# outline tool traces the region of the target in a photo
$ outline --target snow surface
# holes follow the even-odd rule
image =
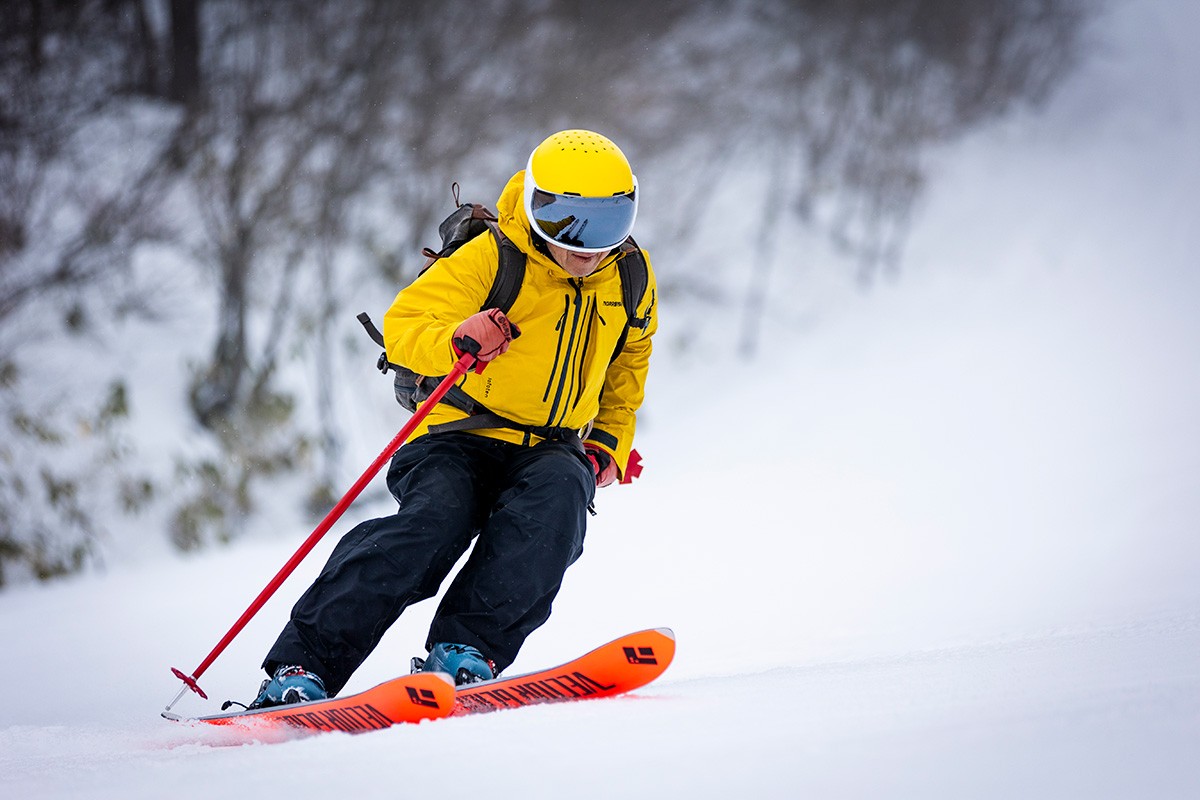
[[[302,533],[122,562],[0,595],[0,796],[1200,796],[1200,13],[1115,5],[1098,39],[1045,113],[941,154],[902,279],[790,354],[656,365],[646,474],[513,672],[665,625],[658,683],[231,746],[158,717],[168,668]],[[211,696],[252,694],[333,538]]]

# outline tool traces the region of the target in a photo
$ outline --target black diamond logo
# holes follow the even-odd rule
[[[409,686],[408,699],[413,705],[425,706],[426,708],[437,708],[437,696],[429,689],[417,689],[415,686]]]
[[[653,647],[626,647],[625,660],[630,664],[657,664]]]

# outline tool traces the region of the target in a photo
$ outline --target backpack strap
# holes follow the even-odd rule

Exercise details -> Only lines belong in the copy, not pictures: write out exactly the lines of the records from the first through the one holding "black diamond logo".

Solution to this exercise ->
# outline tool traces the region of the target in a photo
$ outline --target snow surface
# holes follow the even-odd rule
image =
[[[302,533],[122,562],[0,595],[0,796],[1200,796],[1200,13],[1115,5],[1098,39],[1045,113],[941,154],[902,279],[790,354],[656,365],[646,474],[513,672],[665,625],[658,683],[231,746],[158,717],[168,668]],[[211,696],[252,694],[333,538]]]

# outline tool traces the region of the target in a photo
$ outline --target black diamond logo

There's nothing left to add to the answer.